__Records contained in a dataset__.
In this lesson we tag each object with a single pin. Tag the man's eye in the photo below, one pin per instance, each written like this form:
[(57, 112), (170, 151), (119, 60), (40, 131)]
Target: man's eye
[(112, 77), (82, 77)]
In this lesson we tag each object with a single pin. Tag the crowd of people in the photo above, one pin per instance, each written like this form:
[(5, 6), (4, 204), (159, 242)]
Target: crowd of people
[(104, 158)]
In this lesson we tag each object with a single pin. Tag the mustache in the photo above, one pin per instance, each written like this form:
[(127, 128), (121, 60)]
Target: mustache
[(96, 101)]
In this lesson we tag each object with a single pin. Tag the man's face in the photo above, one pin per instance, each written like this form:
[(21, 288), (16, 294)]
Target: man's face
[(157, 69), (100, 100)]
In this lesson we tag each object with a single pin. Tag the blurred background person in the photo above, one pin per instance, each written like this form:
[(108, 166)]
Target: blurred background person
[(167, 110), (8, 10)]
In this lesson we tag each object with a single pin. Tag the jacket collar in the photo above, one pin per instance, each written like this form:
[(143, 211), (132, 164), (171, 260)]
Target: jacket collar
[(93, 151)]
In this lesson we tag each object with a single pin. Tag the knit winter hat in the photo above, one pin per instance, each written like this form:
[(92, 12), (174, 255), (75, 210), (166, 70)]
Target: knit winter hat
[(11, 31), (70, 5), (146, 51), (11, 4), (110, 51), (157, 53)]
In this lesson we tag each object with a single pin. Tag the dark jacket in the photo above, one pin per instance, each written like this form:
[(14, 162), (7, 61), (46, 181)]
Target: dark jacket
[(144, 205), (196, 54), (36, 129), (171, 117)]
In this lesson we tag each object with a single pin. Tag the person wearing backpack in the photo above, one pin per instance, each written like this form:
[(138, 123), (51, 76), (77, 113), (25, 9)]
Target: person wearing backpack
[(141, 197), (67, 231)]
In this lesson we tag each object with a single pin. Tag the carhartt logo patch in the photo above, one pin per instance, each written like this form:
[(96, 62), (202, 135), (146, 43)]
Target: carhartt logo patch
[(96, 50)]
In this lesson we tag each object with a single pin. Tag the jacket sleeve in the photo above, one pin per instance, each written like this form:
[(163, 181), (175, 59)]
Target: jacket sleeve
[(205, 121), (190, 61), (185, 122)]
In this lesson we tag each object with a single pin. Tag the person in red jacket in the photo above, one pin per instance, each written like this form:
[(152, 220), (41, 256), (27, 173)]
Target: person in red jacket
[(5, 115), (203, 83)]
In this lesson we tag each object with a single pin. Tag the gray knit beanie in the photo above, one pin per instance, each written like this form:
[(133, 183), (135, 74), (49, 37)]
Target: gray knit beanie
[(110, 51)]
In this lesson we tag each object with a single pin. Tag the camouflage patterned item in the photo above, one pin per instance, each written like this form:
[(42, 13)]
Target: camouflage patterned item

__WHAT YOU WILL DO__.
Retype the records in full. Keep every line identical to the original.

__SOLUTION TO THIS EXERCISE__.
In this lesson we tag each object with a single pin. Tag the man's eye in the photo below, one pin per instance, each written like this form:
[(57, 112), (170, 151), (119, 60), (40, 131)]
Target: man's eye
[(112, 77), (82, 77)]
In this lesson we tag each object with a single pin. Tag the crowd of people in the photo above, one pin per instance, each written like this form:
[(5, 6), (4, 204), (159, 242)]
Target: crowd of people
[(104, 158)]
In this lesson we tag each object with a single pin. Tag the mustache in the photo above, one pin per instance, each written like this form:
[(127, 128), (121, 60)]
Target: mustache
[(96, 101)]
In this lesson we tag each object with a single pin. Tag the man's face in the photo above, one pin per instance, each written like this form:
[(21, 288), (16, 294)]
Target: man's face
[(157, 69), (100, 100)]
In this lesson we tag each object with a single pin. Tag the blurred background person in the photo above, one pin per instance, each written like this form:
[(108, 166)]
Target: blurred background person
[(167, 110), (8, 10)]
In this lesson we tag each object with a single pin. Tag the jacket collar in the photo above, one pin per instance, each written like this form:
[(143, 211), (132, 164), (171, 260)]
Target: jacket collar
[(93, 151)]
In this lesson we tag each object with a single pin. Tag the knit winter hat in the photo above, one pin per instance, each written like this form:
[(92, 12), (174, 255), (75, 210), (166, 70)]
Target: knit winter hat
[(11, 31), (70, 5), (146, 51), (11, 4), (110, 51), (157, 53)]
In this lesson we tag each object with a single pin. Tag the dark jacket in the photo above, one pin per instance, each written like this form:
[(14, 162), (7, 61), (46, 181)]
Target: dark jacket
[(144, 205), (196, 54), (36, 129), (171, 117)]
In this lesson we tag each object with a single pin. Tag the person wearing backpack in the photo above, one pin per instance, each written like this form:
[(138, 123), (51, 76), (77, 113), (25, 9)]
Target: person wearing backpack
[(141, 197), (67, 231)]
In this lesson we tag each object with a single pin. Tag the carhartt logo patch in the photo above, one pin per instance, each written like this form:
[(96, 62), (202, 135), (146, 43)]
Target: carhartt logo patch
[(96, 50)]
In this lesson we tag each object with a single pin. Tag the jacket sleeve in the photo above, one pin per instance, each written like this form:
[(163, 181), (175, 59)]
Target: jacket sleeve
[(205, 121), (190, 61), (185, 122)]
In this lesson we tag each object with a single pin. Tag the person in red jacket in the photo above, one pin per instance, each written like this form:
[(152, 220), (41, 256), (27, 173)]
Target: person in red jacket
[(5, 115), (203, 83)]
In this lesson we tag each object with a single pin. Tag the gray knit beanie in the photo above, one pin per instance, each written like this form:
[(133, 183), (135, 74), (49, 37)]
Target: gray knit beanie
[(110, 51)]
In this lesson we tag each object with a single pin. Tag the camouflage patterned item in the photo above, one pin per instance, each written like this form:
[(42, 13)]
Target: camouflage patterned item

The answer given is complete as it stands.